The changes to the airline's policies announced yesterday include:
* Halving the cost of checking in a bag at the airport from €60 to €30.
* Fee for re-issuing a boarding card at the airport drops to €15 from €70.
* Passengers can make ticket changes for free within 24 hours of booking.
* One additional carry-on bag will be permitted – big enough for a bottle of wine.
* 'Quiet flights' in morning and evening with in-flight safety announcements only.
* 'Recaptcha' security feature on website to be removed next week.
Mr O'Leary said Ryanair was "actively listening and responding" to its customers as the airline drives growth that will see its passenger numbers rise to 110 million in the next five years from 80 million this year. Ryanair said it was reacting to feedback from its 'Tell MOL' customer feedback initiative on its website.
But in true Ryanair style, there will still be some caveats to the new policies. The price of re-issuing a boarding card will only apply where the customer has already checked in online. If they haven't, they'll still be stung with a €70 fee for getting it printed at the customer service desk.

Labeled-object pointing lines:

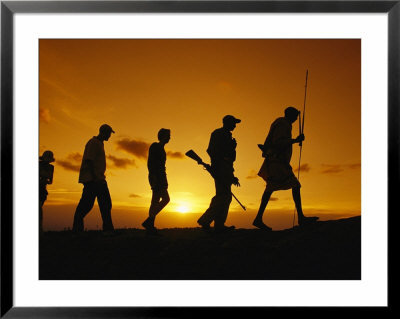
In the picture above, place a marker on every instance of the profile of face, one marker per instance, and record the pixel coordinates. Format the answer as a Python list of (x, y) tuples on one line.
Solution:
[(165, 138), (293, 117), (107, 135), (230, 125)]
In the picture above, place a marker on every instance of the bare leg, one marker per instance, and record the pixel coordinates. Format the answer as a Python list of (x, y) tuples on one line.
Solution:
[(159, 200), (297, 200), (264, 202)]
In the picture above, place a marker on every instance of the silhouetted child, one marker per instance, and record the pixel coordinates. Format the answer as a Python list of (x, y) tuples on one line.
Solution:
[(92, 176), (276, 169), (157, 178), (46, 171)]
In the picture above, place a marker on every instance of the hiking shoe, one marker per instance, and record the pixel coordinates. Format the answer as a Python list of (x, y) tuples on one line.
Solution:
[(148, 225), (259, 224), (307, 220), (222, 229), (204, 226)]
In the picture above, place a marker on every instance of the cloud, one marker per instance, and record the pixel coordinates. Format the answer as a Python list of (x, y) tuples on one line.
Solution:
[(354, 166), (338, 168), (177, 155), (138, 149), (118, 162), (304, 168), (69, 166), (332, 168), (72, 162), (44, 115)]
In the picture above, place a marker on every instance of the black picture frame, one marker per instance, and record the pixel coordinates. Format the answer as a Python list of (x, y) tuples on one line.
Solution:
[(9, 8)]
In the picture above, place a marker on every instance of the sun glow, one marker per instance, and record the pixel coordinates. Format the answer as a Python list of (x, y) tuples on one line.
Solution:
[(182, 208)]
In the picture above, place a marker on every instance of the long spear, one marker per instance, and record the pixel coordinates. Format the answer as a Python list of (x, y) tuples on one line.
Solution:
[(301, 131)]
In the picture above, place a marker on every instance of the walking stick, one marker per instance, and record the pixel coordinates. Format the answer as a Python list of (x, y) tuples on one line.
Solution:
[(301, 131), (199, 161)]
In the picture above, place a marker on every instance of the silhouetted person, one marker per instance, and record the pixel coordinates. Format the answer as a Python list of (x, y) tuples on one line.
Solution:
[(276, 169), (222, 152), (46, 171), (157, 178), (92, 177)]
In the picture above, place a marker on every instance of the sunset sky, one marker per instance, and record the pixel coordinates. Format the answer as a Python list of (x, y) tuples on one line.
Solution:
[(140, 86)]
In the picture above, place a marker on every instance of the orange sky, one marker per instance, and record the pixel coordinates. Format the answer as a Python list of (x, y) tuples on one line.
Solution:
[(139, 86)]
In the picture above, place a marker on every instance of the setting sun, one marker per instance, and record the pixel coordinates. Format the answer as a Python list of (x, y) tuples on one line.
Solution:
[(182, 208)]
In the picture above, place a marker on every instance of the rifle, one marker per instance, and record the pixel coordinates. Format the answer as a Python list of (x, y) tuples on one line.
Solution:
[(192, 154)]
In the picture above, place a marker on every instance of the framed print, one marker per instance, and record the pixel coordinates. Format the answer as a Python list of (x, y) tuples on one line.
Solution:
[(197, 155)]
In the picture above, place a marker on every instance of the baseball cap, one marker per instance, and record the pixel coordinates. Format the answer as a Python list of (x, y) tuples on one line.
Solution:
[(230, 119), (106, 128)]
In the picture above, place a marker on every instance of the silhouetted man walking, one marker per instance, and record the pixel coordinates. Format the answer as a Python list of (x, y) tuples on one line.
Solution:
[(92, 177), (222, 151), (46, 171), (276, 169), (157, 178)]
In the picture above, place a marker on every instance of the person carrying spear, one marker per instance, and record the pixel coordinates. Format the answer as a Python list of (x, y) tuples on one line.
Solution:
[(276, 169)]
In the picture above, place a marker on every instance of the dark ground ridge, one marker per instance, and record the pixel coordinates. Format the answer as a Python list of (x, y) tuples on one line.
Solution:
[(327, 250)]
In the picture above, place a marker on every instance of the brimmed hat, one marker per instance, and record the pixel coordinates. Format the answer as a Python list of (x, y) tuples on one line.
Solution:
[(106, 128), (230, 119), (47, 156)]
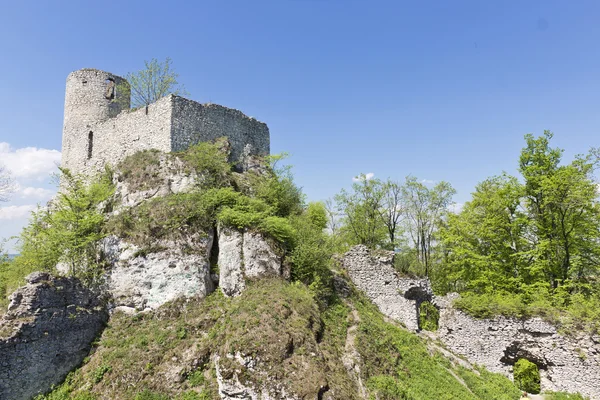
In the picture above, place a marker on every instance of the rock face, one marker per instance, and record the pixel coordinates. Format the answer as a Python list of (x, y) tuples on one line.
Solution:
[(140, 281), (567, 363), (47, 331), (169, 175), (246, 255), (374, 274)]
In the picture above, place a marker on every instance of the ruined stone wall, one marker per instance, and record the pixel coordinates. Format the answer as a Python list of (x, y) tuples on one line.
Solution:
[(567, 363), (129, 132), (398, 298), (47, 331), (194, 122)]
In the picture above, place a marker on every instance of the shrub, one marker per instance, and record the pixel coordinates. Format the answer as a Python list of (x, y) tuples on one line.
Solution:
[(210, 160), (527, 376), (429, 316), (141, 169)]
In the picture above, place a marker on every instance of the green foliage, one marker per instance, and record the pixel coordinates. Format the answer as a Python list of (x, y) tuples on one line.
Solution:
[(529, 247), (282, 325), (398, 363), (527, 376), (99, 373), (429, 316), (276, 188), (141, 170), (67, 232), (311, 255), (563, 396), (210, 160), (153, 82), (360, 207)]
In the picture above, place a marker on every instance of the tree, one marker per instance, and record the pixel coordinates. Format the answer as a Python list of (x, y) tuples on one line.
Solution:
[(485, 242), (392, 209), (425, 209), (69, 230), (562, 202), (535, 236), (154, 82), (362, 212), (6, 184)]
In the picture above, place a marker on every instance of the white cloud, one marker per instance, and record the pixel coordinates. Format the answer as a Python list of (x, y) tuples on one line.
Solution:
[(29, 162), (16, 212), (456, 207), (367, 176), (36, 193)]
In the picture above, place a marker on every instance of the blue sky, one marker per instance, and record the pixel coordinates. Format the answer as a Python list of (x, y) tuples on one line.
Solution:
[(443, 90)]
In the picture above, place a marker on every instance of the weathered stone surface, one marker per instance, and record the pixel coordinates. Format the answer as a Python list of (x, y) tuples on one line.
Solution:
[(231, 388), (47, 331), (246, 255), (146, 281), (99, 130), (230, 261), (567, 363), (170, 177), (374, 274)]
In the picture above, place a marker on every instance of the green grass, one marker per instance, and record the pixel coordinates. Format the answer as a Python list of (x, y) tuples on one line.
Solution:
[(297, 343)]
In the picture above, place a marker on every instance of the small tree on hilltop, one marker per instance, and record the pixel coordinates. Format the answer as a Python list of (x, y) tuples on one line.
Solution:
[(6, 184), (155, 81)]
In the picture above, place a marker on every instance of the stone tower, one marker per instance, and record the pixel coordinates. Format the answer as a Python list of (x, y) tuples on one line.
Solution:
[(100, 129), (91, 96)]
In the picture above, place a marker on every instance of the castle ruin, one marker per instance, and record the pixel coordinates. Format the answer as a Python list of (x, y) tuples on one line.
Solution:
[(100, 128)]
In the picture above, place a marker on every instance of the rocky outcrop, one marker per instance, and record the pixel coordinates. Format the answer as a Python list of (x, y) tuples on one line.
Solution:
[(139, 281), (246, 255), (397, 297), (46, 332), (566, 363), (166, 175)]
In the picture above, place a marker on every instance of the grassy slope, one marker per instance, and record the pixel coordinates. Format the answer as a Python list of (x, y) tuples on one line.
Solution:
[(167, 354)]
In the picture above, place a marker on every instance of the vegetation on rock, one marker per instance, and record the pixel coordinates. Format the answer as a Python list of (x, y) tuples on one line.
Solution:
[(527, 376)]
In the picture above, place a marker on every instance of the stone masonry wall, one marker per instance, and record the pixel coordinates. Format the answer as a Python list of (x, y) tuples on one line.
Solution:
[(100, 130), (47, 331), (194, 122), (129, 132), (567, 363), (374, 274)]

**EXERCISE REQUIREMENTS:**
A – According to the Ryanair policy text, how many passengers is the airline expected to carry in five years?
B – Carry on the Ryanair policy text from its last sentence.
The lines have no connection to the Ryanair policy text.

**IN RESPONSE:**
A – 110 million passengers, up from 80 million this year.

B –
And passengers who make it as far as the boarding gate only to realise that their carry-on bag is too big and that it will need to be checked in to the hold, will have to stump up €50. That compares to €60 at the moment.
The baggage fee changes come into effect on January 5, while the boarding card change comes into force on December 1.
Allowing passengers to change details, such as correcting names, spellings and routes, will come into effect on November 1. But only passengers who booked directly through the Ryanair website will be able to avail of the free 24-hour grace period.
Meanwhile, bleary-eyed early morning and evening fliers won't have to listen to Ryanair in-flight announcements any more.
The airline will operate so-called "quiet flights" from November 1. On flights before 8am and after 9pm, cabin lights will remain dimmed, while in-flight announcements will be limited to those concerning safety.
"We have to improve significantly those aspects of our customer service that irritate people," said Mr O'Leary at the airline's annual general meeting last month. "They irritate us as well."